• _TASKS TO COMPLETE_:
1 – Answer these questions from the blog post, marking each answer with the same letter:
(a) What does the blog post say payroll taxes fund?
(b) What does Krugman propose as a possible solution?
(c) What rate does the new Medicare surcharge on investment income carry, and above what amount does it generally apply?
2 – Turn the paragraph of the blog post that begins "Krugman’s point was that" into a short bulleted list that retains its main facts.

• _TEXT SECTION_:
+ + +

I’ve made a New Year resolution to spend more time reading comments on blogs, particularly the economic wonk type of blogs. Here’s a couple of examples of maybe getting better thought or at least more clarity of thought from commenters (is it commenters or commentators?).
Krugman’s point was that since payroll taxes fund things like Social Security and Medicare a decline in payrolls relative to the overall growth of the economy is going to leave those programs underfunded. Naturally, Krugman proposes taxes on capital as a possible solution to the problem. Tyler Cowen riffs on Krugman’s blog post but doesn’t offer any dissent. Fortunately, one of his commenters, Vivian Darkbloom chirped in with a pretty withering rebuttal to Krugman.
“I don’t see that Krugman made any mistake about social security solvency. He’s just saying that if the wage share falls, the system is insolvent if we maintain SS benefits at his preferred level.”(She is referring to a previous comment)
This reminds me of the “lump of labor” fallacy. Perhaps we could call it the lump of GDP fallacy.
The fallacy here is that if non-wage income constitutes a greater percentage of overall GDP, total wage income must be reduced below what it would otherwise have been. It is a standard progressive meme that as wealthy persons earn more this must, necessarily, come at the expense of everyone else. This strikes me as a similar argument (and fallacy). Social Security and Medicare benefits are not indexed to GDP. While it is possible technological advances come at the expense of labor, it is also quite possible that wages can continue to grow fast enough to keep Social Security and Medicare “solvent” (under the current benefit formulae) even if “capital” represents a greater percentage of overall GDP. Stated differently, capital need not “substitute for labor”, but compliment it.
And, as noted somewhere above, the new ObamaCare 3.8 percent Medicare surcharge on investment income above generally $250K will apply after Jan 1, 2013. While not all those funds go to Medicare, it does strike me that 3.8 percent tax on this income from capital is greater than the 2.9 percent tax that would apply if that income were from wages (on those earning less than $250K). As far as gross revenues are concerned, therefore, a shift towards income from capital by high-earners should bring in more, not less, revenue.

+ + +

• _GIVEN RECORDS_:
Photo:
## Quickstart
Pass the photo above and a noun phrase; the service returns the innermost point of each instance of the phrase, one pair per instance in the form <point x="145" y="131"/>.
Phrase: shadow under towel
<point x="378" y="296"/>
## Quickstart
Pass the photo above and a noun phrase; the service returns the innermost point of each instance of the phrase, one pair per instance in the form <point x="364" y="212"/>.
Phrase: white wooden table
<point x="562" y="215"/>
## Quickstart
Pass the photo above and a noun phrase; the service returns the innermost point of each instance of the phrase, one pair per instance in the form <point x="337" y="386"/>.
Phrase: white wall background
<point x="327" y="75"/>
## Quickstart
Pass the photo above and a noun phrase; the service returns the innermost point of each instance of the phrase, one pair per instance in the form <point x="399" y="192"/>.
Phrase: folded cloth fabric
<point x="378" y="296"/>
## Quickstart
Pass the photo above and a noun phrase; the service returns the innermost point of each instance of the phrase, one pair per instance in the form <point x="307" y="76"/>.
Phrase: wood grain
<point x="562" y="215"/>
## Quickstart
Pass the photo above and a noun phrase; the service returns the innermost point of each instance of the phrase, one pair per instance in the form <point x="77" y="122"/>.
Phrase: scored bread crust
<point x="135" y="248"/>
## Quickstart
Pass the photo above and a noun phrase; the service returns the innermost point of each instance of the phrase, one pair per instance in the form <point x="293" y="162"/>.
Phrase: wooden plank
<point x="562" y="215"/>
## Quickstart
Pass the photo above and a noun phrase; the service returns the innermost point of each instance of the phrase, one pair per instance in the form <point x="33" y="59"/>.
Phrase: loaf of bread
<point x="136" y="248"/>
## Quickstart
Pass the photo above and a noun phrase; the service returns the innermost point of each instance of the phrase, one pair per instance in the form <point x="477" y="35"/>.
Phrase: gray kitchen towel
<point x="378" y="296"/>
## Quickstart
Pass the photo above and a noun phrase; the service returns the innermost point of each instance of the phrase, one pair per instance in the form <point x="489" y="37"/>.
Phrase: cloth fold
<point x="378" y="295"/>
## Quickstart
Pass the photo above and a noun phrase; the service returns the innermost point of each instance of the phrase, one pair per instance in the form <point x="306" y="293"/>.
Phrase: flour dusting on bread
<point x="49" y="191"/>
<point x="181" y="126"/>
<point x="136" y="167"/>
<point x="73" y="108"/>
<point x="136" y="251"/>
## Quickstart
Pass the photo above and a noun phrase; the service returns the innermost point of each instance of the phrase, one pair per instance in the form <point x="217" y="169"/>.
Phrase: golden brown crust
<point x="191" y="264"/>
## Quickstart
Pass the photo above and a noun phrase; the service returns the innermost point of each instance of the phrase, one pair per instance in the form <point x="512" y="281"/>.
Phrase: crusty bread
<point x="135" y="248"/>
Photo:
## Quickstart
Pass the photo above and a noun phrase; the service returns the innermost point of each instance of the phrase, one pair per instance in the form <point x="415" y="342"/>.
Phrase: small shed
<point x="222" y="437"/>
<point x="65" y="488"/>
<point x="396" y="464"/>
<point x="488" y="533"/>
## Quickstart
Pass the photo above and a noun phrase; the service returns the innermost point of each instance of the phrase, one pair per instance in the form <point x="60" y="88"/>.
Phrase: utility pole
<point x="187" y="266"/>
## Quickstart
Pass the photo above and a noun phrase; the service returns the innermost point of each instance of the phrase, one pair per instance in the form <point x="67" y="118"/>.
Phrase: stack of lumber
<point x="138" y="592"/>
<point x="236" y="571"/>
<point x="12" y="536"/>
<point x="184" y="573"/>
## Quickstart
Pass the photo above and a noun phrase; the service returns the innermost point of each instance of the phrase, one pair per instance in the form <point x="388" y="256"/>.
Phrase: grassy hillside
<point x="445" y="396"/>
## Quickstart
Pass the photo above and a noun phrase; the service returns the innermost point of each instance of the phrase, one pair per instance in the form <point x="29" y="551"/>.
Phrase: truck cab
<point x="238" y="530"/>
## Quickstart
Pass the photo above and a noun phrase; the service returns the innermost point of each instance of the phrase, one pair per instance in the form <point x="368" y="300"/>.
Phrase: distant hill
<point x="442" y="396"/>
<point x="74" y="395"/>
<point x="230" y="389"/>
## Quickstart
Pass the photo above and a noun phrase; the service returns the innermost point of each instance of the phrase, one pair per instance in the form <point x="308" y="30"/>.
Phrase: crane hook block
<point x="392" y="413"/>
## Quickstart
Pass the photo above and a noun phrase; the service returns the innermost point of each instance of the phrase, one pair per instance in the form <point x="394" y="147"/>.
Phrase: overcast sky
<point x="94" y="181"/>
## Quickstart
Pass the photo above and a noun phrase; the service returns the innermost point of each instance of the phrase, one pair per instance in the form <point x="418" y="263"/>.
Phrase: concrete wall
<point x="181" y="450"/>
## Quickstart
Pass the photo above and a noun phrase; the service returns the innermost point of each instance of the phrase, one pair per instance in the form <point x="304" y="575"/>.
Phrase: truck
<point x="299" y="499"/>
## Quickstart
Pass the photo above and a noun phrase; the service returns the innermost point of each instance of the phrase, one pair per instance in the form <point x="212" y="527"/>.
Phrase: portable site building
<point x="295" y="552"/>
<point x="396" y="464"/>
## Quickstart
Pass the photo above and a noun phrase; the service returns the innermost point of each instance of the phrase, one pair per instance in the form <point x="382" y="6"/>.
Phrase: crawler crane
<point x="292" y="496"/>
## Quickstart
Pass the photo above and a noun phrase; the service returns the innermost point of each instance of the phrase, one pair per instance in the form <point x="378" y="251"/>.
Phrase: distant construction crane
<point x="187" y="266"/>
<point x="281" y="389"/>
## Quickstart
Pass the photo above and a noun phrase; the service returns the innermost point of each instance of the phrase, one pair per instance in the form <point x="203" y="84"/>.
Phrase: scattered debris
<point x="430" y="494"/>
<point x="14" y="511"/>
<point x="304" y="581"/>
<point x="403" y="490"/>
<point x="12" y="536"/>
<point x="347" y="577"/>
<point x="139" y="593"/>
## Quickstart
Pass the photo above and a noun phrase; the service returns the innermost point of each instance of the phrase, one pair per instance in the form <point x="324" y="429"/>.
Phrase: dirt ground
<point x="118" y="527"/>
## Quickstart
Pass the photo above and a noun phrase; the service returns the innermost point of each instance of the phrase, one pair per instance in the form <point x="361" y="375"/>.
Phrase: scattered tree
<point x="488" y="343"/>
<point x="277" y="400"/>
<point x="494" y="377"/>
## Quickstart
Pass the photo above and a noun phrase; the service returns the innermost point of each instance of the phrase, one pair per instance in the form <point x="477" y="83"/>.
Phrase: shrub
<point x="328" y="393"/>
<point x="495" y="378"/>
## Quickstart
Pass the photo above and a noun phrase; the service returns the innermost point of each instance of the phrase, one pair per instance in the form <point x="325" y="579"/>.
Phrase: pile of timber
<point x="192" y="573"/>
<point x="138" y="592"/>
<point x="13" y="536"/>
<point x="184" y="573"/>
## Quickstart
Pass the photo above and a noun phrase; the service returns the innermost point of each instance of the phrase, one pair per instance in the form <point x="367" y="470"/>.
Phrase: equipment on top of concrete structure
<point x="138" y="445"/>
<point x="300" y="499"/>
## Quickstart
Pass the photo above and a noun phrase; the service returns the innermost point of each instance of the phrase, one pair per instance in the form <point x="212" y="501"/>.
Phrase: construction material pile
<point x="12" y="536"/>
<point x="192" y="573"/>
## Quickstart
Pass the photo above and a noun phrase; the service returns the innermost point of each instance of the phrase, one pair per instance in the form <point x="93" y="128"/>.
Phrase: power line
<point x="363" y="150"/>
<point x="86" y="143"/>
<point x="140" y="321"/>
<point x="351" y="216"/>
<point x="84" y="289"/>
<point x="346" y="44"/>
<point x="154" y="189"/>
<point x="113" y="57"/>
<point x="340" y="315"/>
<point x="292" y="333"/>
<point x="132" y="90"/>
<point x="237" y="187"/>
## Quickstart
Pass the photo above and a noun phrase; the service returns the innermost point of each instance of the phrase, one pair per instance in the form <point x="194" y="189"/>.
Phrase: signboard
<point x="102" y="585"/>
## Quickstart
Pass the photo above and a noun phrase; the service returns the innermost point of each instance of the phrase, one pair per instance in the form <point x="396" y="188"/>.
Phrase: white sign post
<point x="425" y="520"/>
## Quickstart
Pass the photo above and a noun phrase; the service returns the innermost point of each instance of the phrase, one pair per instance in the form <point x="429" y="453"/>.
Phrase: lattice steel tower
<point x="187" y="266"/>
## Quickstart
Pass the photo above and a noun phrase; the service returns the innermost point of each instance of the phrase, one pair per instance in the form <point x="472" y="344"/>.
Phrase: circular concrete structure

+ + +

• _SOLVED TASKS_:
1 –
(a) Things like Social Security and Medicare.
(b) Taxes on capital.
(c) 3.8 percent, on investment income above generally $250K.

2 –
- Krugman argued that because payroll taxes fund programs such as Social Security and Medicare, a decline in payrolls relative to overall economic growth will leave those programs underfunded.
- Krugman proposes taxes on capital as a possible solution.
- Tyler Cowen riffs on Krugman's blog post but offers no dissent.
- Vivian Darkbloom, one of Cowen's commenters, offered a pretty withering rebuttal to Krugman.